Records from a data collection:
-- -- --
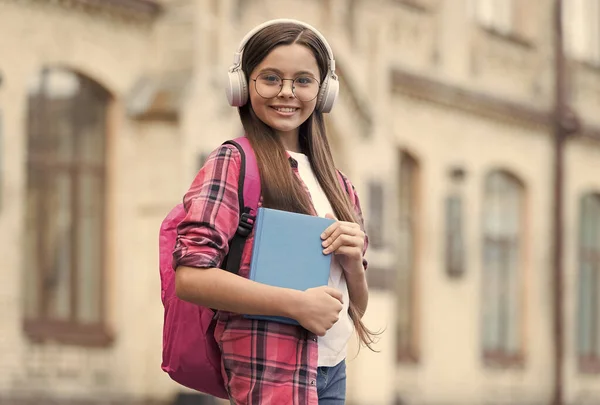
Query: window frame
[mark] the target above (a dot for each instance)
(502, 356)
(589, 363)
(41, 326)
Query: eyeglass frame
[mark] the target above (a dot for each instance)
(281, 87)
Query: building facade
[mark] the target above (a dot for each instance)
(444, 124)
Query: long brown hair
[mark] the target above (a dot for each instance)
(280, 188)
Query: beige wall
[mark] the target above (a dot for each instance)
(114, 52)
(153, 162)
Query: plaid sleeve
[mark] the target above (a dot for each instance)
(212, 211)
(353, 195)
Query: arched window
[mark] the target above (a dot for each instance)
(406, 333)
(502, 238)
(65, 211)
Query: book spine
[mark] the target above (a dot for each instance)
(256, 246)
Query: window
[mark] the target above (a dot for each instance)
(501, 298)
(513, 18)
(455, 265)
(581, 20)
(588, 328)
(407, 228)
(375, 223)
(65, 208)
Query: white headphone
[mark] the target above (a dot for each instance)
(237, 90)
-- -- --
** Exercise description **
Reproduce all entries without any change, and omit the pictures.

** Exercise result **
Query: window frame
[mark] the target above (a dot for each instance)
(502, 356)
(589, 363)
(41, 326)
Query: eyeglass frame
[mark] the target above (a dot for each instance)
(281, 87)
Query: building facade
[mark] the target above (a dot for each instance)
(444, 124)
Query: long brown hair
[mark] the target above (a dot for each instance)
(280, 188)
Query: beige wall
[mark] the target above (a dot for each instance)
(114, 52)
(153, 162)
Query: plaid sleeve
[mark] the target above (a dot for each instance)
(212, 211)
(353, 195)
Query: arched window
[mark] the target above (a dot for each instance)
(406, 333)
(502, 238)
(65, 211)
Query: book spine
[mark] the target above (a dot for each instance)
(256, 246)
Query: window
[mark] the target above (a dot for each instance)
(501, 298)
(513, 18)
(455, 265)
(581, 20)
(588, 328)
(407, 228)
(375, 223)
(65, 208)
Query: white headphone
[mark] the target above (a dot for each instance)
(237, 90)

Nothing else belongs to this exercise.